PROBLEMA CURTO 1 -
Traduza para o inglês a frase "A professora toca, ensina, mas, neste lugar, também aprende.", que aparece no trecho abaixo sobre as partituras da sufragista.

TRECHO SELECIONADO -
Conecte-se conosco

DESTAQUE

Partituras de sufragista são descobertas e ganham vida no piano

Publicado a

em

Os olhos da aluna sorriem enquanto o som do piano domina a sala e os seus sentidos. A professora toca, ensina, mas, neste lugar, também aprende. As notas da música Noturno saem dos dedos da pianista Renata Sica e se espalham pela sala de uma casa na cidade de Araras (SP). Maria José Febraro, de 75 anos, flutua no tempo ao saber que aquela a obra foi composta por uma mulher negra como ela, com sonhos suados parecidos com os dela, com as conquistas de vez em quando e com os nãos de todos os dias. 


Brasília (DF) 20/12/2024 - Professora de piano Renata Sica (e), ao lado da aluna Maria José Febraro (d)75 anos, toca partitura de Almerinda Farias, descoberta pela jornalista e pesquisadora, Cibele Tenório.
Foto: Renata Sica/Arquivo pessoal
Brasília (DF) 20/12/2024 - Professora de piano Renata Sica (e), ao lado da aluna Maria José Febraro (d)75 anos, toca partitura de Almerinda Farias, descoberta pela jornalista e pesquisadora, Cibele Tenório.

PROBLEMA CURTO 2 -
Transforme em uma lista JSON de strings, uma por linha e sem as linhas em branco, somente as linhas disponíveis abaixo que vão desde a linha com "Exercise. Find the tree bark" até a última delas, inclusive.

LINHAS DISPONÍVEIS -

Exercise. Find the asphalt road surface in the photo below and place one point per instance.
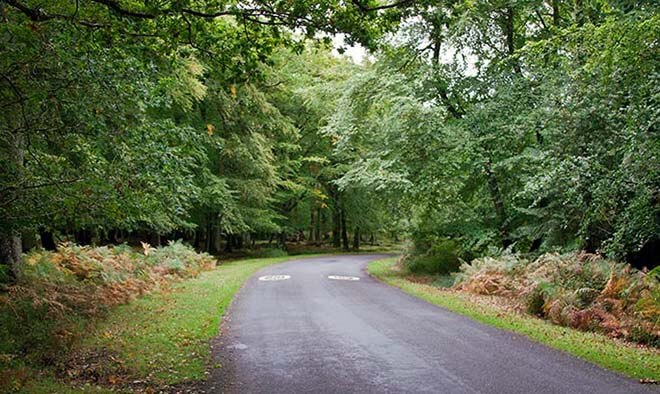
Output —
(311, 334)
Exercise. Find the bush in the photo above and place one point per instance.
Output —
(442, 258)
(46, 312)
(579, 290)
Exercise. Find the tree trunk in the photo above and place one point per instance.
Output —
(510, 34)
(10, 239)
(47, 239)
(336, 219)
(344, 233)
(556, 18)
(498, 202)
(10, 254)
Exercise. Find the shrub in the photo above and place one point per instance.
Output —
(440, 259)
(579, 290)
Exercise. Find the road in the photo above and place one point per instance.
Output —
(311, 334)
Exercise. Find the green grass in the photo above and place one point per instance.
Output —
(633, 361)
(164, 337)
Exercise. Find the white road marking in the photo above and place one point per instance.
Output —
(274, 277)
(341, 277)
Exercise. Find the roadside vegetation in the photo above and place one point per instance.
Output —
(149, 331)
(499, 310)
(518, 136)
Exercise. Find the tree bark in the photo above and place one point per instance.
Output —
(317, 235)
(556, 18)
(510, 34)
(498, 202)
(344, 233)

RESPOSTA ESCRITA 1 -
The teacher plays, teaches, but, in this place, also learns.

RESPOSTA ESCRITA 2 -
[
  "Exercise. Find the tree bark in the photo above and place one point per instance.",
  "Output —",
  "(317, 235)",
  "(556, 18)",
  "(510, 34)",
  "(498, 202)",
  "(344, 233)"
]